> **Trecho do documento**
12/03/2019, 15:35
Viagem ao centro da neura
por André Cunha
Há algo de grotesco na forma como o pequeno Chris, uma fofa criança de meros seis anos, mastiga o macarrão com molho de tomate, tritura a massa com os dentes, mistura com os sucos salivares e empurra goela abaixo a gosma nutritiva. Há algo de muito errado nos ruídos que faz, no vazio dos seus olhos, na voracidade do seu estômago. Sarah, sua mãe, desconfia que aquele buraco que está sendo preenchido não é o de Chris, mas de uma entidade maligna que possuiu seu corpo. E, por Deus, o que é aquele buraco imenso na floresta? De onde veio? Por que parece estar sugando tudo e todos?
O buraco, aquilo que tudo dilacera, tudo consome, tudo tritura, tudo extermina, é o tema central de The Hole in the Ground (2019), ou O Buraco no Chão. Dirigido por Lee Cronin e produzido pela A24, esse surpreendente terror escocês consegue a proeza de assustar e entreter com notável sensibilidade e profissionalismo. Não é todo dia que aparece um filme de terror bom no mercado. Cronin mostrou que sabe criar um clima. O final com uma pegada meio Stranger Things não é ruim, mas não faz jus à escalada de tensão do filme.

> **Dados fornecidos**
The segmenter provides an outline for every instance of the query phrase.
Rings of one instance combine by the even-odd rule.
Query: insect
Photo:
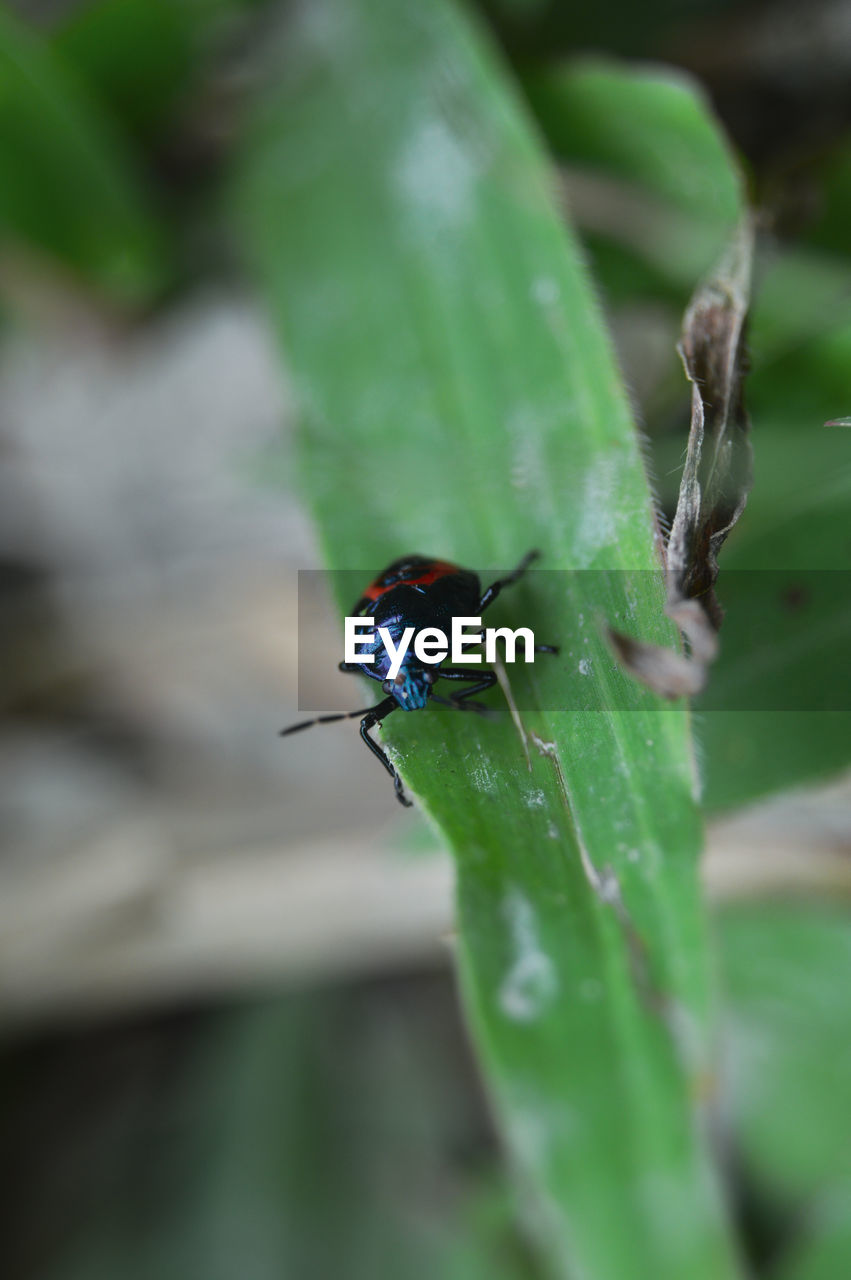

> **Tarefas propostas**
**A.** Reproduza, sem alterações, a parte da crítica de O Buraco no Chão que começa nas palavras "12/03/2019, 15:35" e termina depois de "tudo e todos?".
**B.** Diga se cada afirmação abaixo está de acordo com a crítica de O Buraco no Chão, respondendo sim ou não e citando as palavras da crítica que decidem a questão. (i) Chris tem seis anos. (ii) O filme foi dirigido por André Cunha. (iii) O final do filme faz jus à escalada de tensão.
**C.** Continue a crítica de O Buraco no Chão a partir da última frase apresentada.

> **Respostas por tarefa**
**A.**
12/03/2019, 15:35
Viagem ao centro da neura
por André Cunha
Há algo de grotesco na forma como o pequeno Chris, uma fofa criança de meros seis anos, mastiga o macarrão com molho de tomate, tritura a massa com os dentes, mistura com os sucos salivares e empurra goela abaixo a gosma nutritiva. Há algo de muito errado nos ruídos que faz, no vazio dos seus olhos, na voracidade do seu estômago. Sarah, sua mãe, desconfia que aquele buraco que está sendo preenchido não é o de Chris, mas de uma entidade maligna que possuiu seu corpo. E, por Deus, o que é aquele buraco imenso na floresta? De onde veio? Por que parece estar sugando tudo e todos?

**B.**
(i) Sim: "uma fofa criança de meros seis anos".
(ii) Não: "Dirigido por Lee Cronin".
(iii) Não: "não faz jus à escalada de tensão do filme".

**C.**
Mas o que seria, de fato, o buraco? Uma metáfora da nossa própria mortalidade? A cova simbólica que contemplamos no breve interlúdio da vida? Uma passagem pro mundo dos mortos? Um canal através do qual monstros malignos sugam a alma das criancinhas? Um túnel que leva a uma região infernal repleta de demônios? A extinção, o fim, o nada? O lado escuro da alma? O vazio?
Esse é o barato de fazer um filme, digamos, conceitual: não há fatos, mas interpretações. Você não explica, mas propõe. Não mostra, mas sugere. Na melhor cena, por sinal, justamente depois da bizarra refeição, a câmera enquadra uma cozinha vazia. Onde está Chris? Onde está sua mãe? O que aconteceu? Só se ouvem barulhos. Quantos furos narrativos! Que medo!
Se joga!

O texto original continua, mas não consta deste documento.